## WORK TO COMPLETE
Leaving out the pictures, transcribe all of the records faithfully.

(Annotation dataset entries)
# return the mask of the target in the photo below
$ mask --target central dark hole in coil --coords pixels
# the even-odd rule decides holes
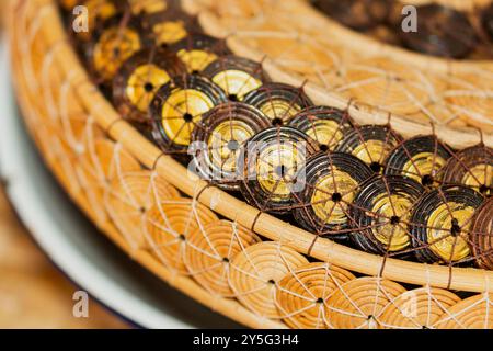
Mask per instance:
[[[229,140],[228,141],[228,150],[230,151],[237,151],[240,148],[240,143],[237,140]]]
[[[433,185],[433,177],[429,174],[423,176],[423,178],[421,179],[421,183],[424,186]]]
[[[194,120],[194,116],[190,113],[185,113],[183,120],[185,120],[186,123],[191,123]]]
[[[329,145],[325,144],[320,145],[320,150],[322,150],[323,152],[329,151]]]
[[[287,174],[288,168],[284,165],[276,167],[276,174],[280,178],[284,178]]]
[[[390,217],[390,224],[392,226],[397,226],[399,223],[401,223],[401,218],[399,216],[392,216]]]
[[[380,173],[381,165],[380,165],[379,162],[371,162],[370,169],[371,169],[375,173]]]
[[[146,92],[151,92],[152,90],[154,90],[154,86],[148,82],[144,86],[144,90],[146,90]]]
[[[457,237],[457,236],[460,235],[460,231],[461,231],[461,229],[460,229],[460,226],[459,226],[459,222],[456,218],[454,218],[451,220],[450,234],[452,236]]]
[[[332,201],[333,201],[333,202],[341,202],[341,201],[342,201],[342,195],[341,195],[341,193],[333,193],[333,194],[332,194]]]
[[[278,118],[278,117],[272,120],[272,125],[275,127],[280,127],[280,126],[283,126],[283,124],[284,124],[283,120]]]

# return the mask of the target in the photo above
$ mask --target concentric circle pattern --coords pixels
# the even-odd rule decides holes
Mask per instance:
[[[37,148],[154,274],[256,328],[493,327],[488,63],[371,52],[300,0],[134,0],[72,35],[84,70],[54,0],[9,2]]]

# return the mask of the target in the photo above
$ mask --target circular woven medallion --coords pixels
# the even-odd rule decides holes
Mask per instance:
[[[204,76],[221,87],[231,101],[242,101],[267,80],[261,64],[239,56],[218,58],[206,67]]]
[[[118,1],[115,0],[85,0],[85,1],[64,1],[65,9],[70,13],[73,12],[73,9],[77,5],[83,5],[85,8],[85,12],[80,14],[81,16],[87,15],[88,18],[79,18],[76,19],[74,23],[78,23],[78,20],[82,20],[82,23],[88,24],[88,31],[76,32],[76,37],[78,41],[82,43],[89,42],[98,32],[99,26],[108,21],[112,18],[122,13],[123,7]]]
[[[135,15],[151,15],[168,9],[167,0],[128,0],[127,2]]]
[[[192,34],[170,47],[185,64],[188,72],[202,72],[220,56],[229,54],[225,42],[205,34]]]
[[[313,104],[301,88],[277,82],[267,82],[251,91],[244,102],[262,111],[274,125],[288,123],[301,110]]]
[[[362,250],[378,254],[408,249],[411,245],[408,225],[413,205],[423,192],[420,183],[399,176],[368,182],[354,200],[353,241]]]
[[[157,92],[150,106],[152,135],[165,152],[184,152],[204,113],[223,103],[222,90],[198,75],[173,78]]]
[[[118,230],[134,249],[146,246],[142,217],[156,203],[179,199],[179,191],[147,170],[126,172],[114,179],[105,195],[105,207]]]
[[[435,3],[416,10],[417,32],[400,32],[405,46],[415,52],[454,58],[472,53],[478,38],[463,13]]]
[[[326,301],[326,319],[336,329],[382,328],[381,314],[405,293],[398,283],[379,278],[359,278],[342,285]]]
[[[354,30],[367,30],[382,23],[389,14],[388,0],[316,0],[313,5]]]
[[[470,247],[478,267],[493,270],[493,199],[474,215]]]
[[[149,122],[149,105],[171,77],[185,72],[174,55],[162,49],[142,50],[130,57],[113,80],[113,101],[127,120]]]
[[[229,282],[237,298],[259,316],[282,318],[277,308],[278,282],[307,259],[278,242],[255,244],[239,253],[230,264]]]
[[[493,294],[471,296],[452,306],[437,321],[440,329],[493,328]]]
[[[242,149],[244,172],[240,190],[244,199],[262,211],[284,214],[294,205],[298,171],[319,150],[305,133],[291,127],[271,127]]]
[[[387,305],[380,322],[389,329],[433,329],[459,302],[456,294],[442,288],[410,290]]]
[[[229,220],[213,222],[194,230],[187,240],[185,264],[203,286],[220,296],[233,297],[229,286],[230,262],[261,239]]]
[[[353,121],[347,112],[328,106],[305,109],[288,125],[317,140],[324,151],[334,150],[344,136],[353,131]]]
[[[444,183],[463,184],[493,195],[493,150],[478,145],[452,155],[445,167]]]
[[[318,235],[346,237],[353,200],[371,174],[363,161],[347,154],[310,157],[298,174],[301,189],[293,194],[293,202],[299,203],[294,208],[296,220]]]
[[[194,162],[200,177],[220,188],[238,190],[243,174],[240,151],[270,125],[259,110],[241,102],[223,103],[207,112],[193,132]]]
[[[390,151],[402,138],[389,126],[364,125],[344,136],[336,150],[356,156],[376,173],[382,171]]]
[[[289,272],[280,282],[276,301],[291,328],[325,329],[325,301],[355,276],[329,263],[309,263]]]
[[[347,63],[345,78],[349,83],[342,92],[347,90],[348,99],[398,115],[422,114],[445,89],[435,77],[424,79],[417,68],[385,56]]]
[[[187,274],[184,254],[188,236],[219,218],[195,201],[175,199],[153,205],[144,220],[149,249],[167,268],[179,274]]]
[[[426,193],[411,216],[412,244],[421,262],[466,262],[472,217],[483,197],[465,186],[443,186]]]
[[[419,136],[397,147],[386,161],[385,173],[404,176],[425,186],[439,184],[448,149],[435,136]]]
[[[493,41],[493,2],[484,8],[483,14],[481,15],[481,22],[484,32],[490,36],[490,39]]]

## REPLY TO THE EXERCISE
# return the mask of the target in the photo below
$ mask --target central dark hole in coil --coords pixels
# the even-odd rule decides holes
Mask per instance:
[[[229,140],[228,141],[228,150],[230,151],[237,151],[240,148],[240,143],[237,140]]]
[[[433,185],[433,177],[429,174],[423,176],[423,178],[421,179],[421,183],[424,186]]]
[[[194,120],[194,116],[190,113],[185,113],[183,120],[185,120],[186,123],[191,123]]]
[[[329,145],[325,144],[320,145],[320,150],[322,150],[323,152],[329,151]]]
[[[287,174],[288,168],[284,165],[276,167],[276,174],[280,178],[284,178]]]
[[[390,217],[390,224],[392,226],[397,226],[399,223],[401,223],[401,218],[399,216],[392,216]]]
[[[380,173],[381,165],[380,165],[379,162],[371,162],[370,169],[371,169],[375,173]]]
[[[146,92],[151,92],[152,90],[154,90],[154,86],[148,82],[144,86],[144,90],[146,90]]]
[[[457,237],[457,236],[460,235],[460,231],[461,231],[461,229],[460,229],[460,226],[459,226],[459,222],[456,218],[454,218],[451,220],[450,234],[452,236]]]
[[[332,201],[333,201],[333,202],[341,202],[341,201],[342,201],[342,195],[341,195],[341,193],[333,193],[333,194],[332,194]]]
[[[278,118],[278,117],[272,120],[272,125],[275,127],[280,127],[280,126],[283,126],[283,124],[284,124],[283,120]]]

# return the mask of the target in the photo above
$ mask --target concentric circle pattern --coords pixels
# the even-odd rule decides holes
Mask per instance:
[[[37,148],[154,274],[256,328],[493,327],[488,63],[371,52],[300,0],[134,0],[72,35],[84,70],[54,0],[9,2]]]

# return the mask of the target in the photo above
$ mask --target circular woven medallion --coords pixels
# the even-odd rule decides holes
Mask per instance:
[[[204,76],[221,87],[231,101],[242,101],[267,80],[261,64],[239,56],[218,58],[206,67]]]
[[[118,1],[115,0],[85,0],[85,1],[64,1],[65,9],[70,13],[73,12],[73,9],[77,5],[83,5],[85,8],[85,12],[80,14],[81,16],[87,15],[88,18],[79,18],[76,19],[74,23],[78,23],[78,20],[82,20],[82,23],[88,24],[88,31],[76,32],[76,37],[78,41],[82,43],[89,42],[98,32],[99,26],[108,21],[112,18],[122,13],[123,7]]]
[[[135,15],[151,15],[168,9],[167,0],[128,0],[127,2]]]
[[[192,34],[170,47],[185,64],[188,72],[202,72],[220,56],[229,54],[225,42],[205,34]]]
[[[313,104],[301,88],[277,82],[267,82],[251,91],[244,102],[262,111],[274,125],[288,123],[301,110]]]
[[[362,250],[378,254],[408,249],[411,245],[408,225],[413,205],[423,192],[420,183],[399,176],[368,182],[354,200],[353,241]]]
[[[157,92],[150,106],[152,135],[165,152],[184,152],[204,113],[223,103],[222,90],[198,75],[173,78]]]
[[[118,230],[134,249],[146,246],[142,217],[156,203],[179,199],[179,191],[147,170],[126,172],[114,179],[105,195],[105,207]]]
[[[435,3],[416,10],[417,32],[400,32],[405,46],[415,52],[454,58],[472,53],[478,38],[463,13]]]
[[[326,301],[326,319],[336,329],[382,328],[381,314],[405,293],[398,283],[379,278],[359,278],[342,285]]]
[[[354,30],[367,30],[382,23],[389,14],[388,0],[316,0],[313,5]]]
[[[470,247],[478,267],[493,270],[493,199],[474,215]]]
[[[149,122],[149,105],[171,77],[185,72],[174,55],[162,49],[142,50],[130,57],[113,80],[113,101],[127,120]]]
[[[229,282],[237,298],[259,316],[282,318],[277,308],[278,282],[307,259],[278,242],[255,244],[239,253],[230,264]]]
[[[493,294],[471,296],[452,306],[437,321],[440,329],[493,328]]]
[[[242,149],[244,172],[240,190],[244,199],[262,211],[284,214],[294,205],[298,171],[319,150],[305,133],[291,127],[271,127]]]
[[[387,305],[380,322],[389,329],[433,329],[459,302],[456,294],[442,288],[410,290]]]
[[[229,220],[213,222],[194,230],[187,240],[185,264],[203,286],[220,296],[233,297],[229,286],[230,262],[261,239]]]
[[[353,121],[347,112],[328,106],[305,109],[288,125],[317,140],[324,151],[334,150],[344,136],[353,131]]]
[[[444,183],[463,184],[493,195],[493,150],[478,145],[452,155],[445,167]]]
[[[318,235],[346,237],[353,200],[371,174],[363,161],[347,154],[310,157],[298,174],[301,189],[293,194],[293,202],[299,203],[294,208],[296,220]]]
[[[194,162],[200,177],[220,188],[238,190],[243,174],[240,151],[270,125],[259,110],[241,102],[223,103],[207,112],[193,132]]]
[[[390,151],[402,138],[389,126],[364,125],[344,136],[336,150],[356,156],[376,173],[382,171]]]
[[[289,272],[280,282],[276,301],[291,328],[325,329],[325,301],[355,276],[329,263],[309,263]]]
[[[347,63],[345,78],[349,83],[342,92],[347,90],[348,99],[398,115],[422,114],[445,89],[435,77],[424,79],[417,68],[385,56]]]
[[[187,274],[184,254],[188,236],[219,218],[195,201],[175,199],[153,205],[144,220],[149,249],[167,268],[179,274]]]
[[[426,193],[411,216],[412,244],[421,262],[466,262],[472,217],[483,197],[465,186],[443,186]]]
[[[419,136],[397,147],[386,161],[385,173],[404,176],[425,186],[439,184],[448,149],[435,136]]]
[[[493,41],[493,2],[484,8],[483,14],[481,15],[481,22],[484,32],[490,36],[490,39]]]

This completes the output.